(Extrait fourni):
----------------------------------------

Con­ver­sa­tion avec Car­los Quin­tans, com­mis­saire du pa­vil­lon es­pag­nol à la Bien­nale d'ar­chi­tec­ture de Ve­nise 2016

Les périodes de crise représentent souvent pour l’architecture un terrain d’opportunité et d’expérimentation pour la mise en forme de nouvelles réponses critiques et pertinentes. Avec un regard optimiste mais réaliste, les architectes Carlos Quintans (1962, Muxía) et Iñaqui Carnicero (1973, Madrid) ont conçu l’exposition pour le pavillon espagnol «Unfinished», Lion d’or de la meilleure contribution nationale.

Date de publication
01-08-2016
Revision
03-08-2016

La somme de toutes les photographies présentées au pavillon espagnol pourrait bien reconstituer l’arrière plan d’un film de Pier Paolo Pasolini qu’il aurait lui même qualifié d’ordinaire1. Ce portrait, qui s’inscrit parfaitement dans la continuité de l’imaginaire proposé par Alejandro Aravena, est le manifeste d’un groupe d’architectes qui s’est soulevé face aux difficultés économiques et sociales de l’un des pays les plus touchés par la crise financière ces dernières années.
L’exposition a pour ambition d’être le regard optimiste d’une société qui a fait du discours de l’austérité et de la contenance sa propre image. L’architecture se dévoile avec fierté en oubliant les excès qui l’ont poussée dans cette frénésie immobilière décadente. Cette contribution, fruit d’une collaboration imposée entre deux architectes engagés, interroge les principes économiques et formels dont s’est nourrie la construction européenne récente.

----------------------------------------

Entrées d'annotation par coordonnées
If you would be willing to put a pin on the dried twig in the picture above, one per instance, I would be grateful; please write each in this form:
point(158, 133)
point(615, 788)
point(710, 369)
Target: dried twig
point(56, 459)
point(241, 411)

----------------------------------------

(Tâches à réaliser):
1) Répondez à ces questions sur l'article consacré au pavillon espagnol :
(a) Quel titre porte l'exposition conçue pour le pavillon espagnol ?
(b) Quelle date de révision l'article indique-t-il ?
(c) De quel cinéaste l'article évoque-t-il un film à propos des photographies présentées ?
2) Poursuivez l'article sur le pavillon espagnol de la Biennale de Venise 2016 à partir de sa dernière phrase.
Les entrées ne servent à rien pour cet exercice.

(Réponses finales):
1)
(a) «Unfinished»
(b) Le 03-08-2016
(c) Pier Paolo Pasolini

2)
Dans un dédale de livres, magazines et catalogues, Carlos Quintans nous reçoit dans son atelier de La Corogne situé dans une unité d’habitation moderne projetée à la fin des années soixante par l’architecte d’avant-garde, José Antonio Corrales.

L’énoncé du pavillon est intimement lié à son processus de conception. Comment avez-vous reçu le mandat pour le pavillon?
Carlos Quintans: Iñaqui Carnicero et moi-même avons participé, avec nos équipes respectives, au concours de la biennale d’architecture et d’urbanisme espagnole 2015. Nous sommes tous deux arrivés finalistes. Pour des raisons budgétaires, le ministère du développement espagnol s’est vu dans l’impossibilité d’organiser un deuxième concours pour le commissariat du pavillon espagnol à Venise et décida de repêcher parmi toutes les candidatures les propositions qui se prêtaient le mieux au thème proposé par Alejandro Aravena. C’est ainsi que le ministère nous proposa de travailler ensemble et de devenir co-commissaires du Pavillon espagnol. Nous avons reçu la nouvelle en décembre 2015 et une semaine plus tard nous avions rendez-vous avec Alejandro Aravena pour comprendre le cadre imaginé pour la biennale de Venise 2016.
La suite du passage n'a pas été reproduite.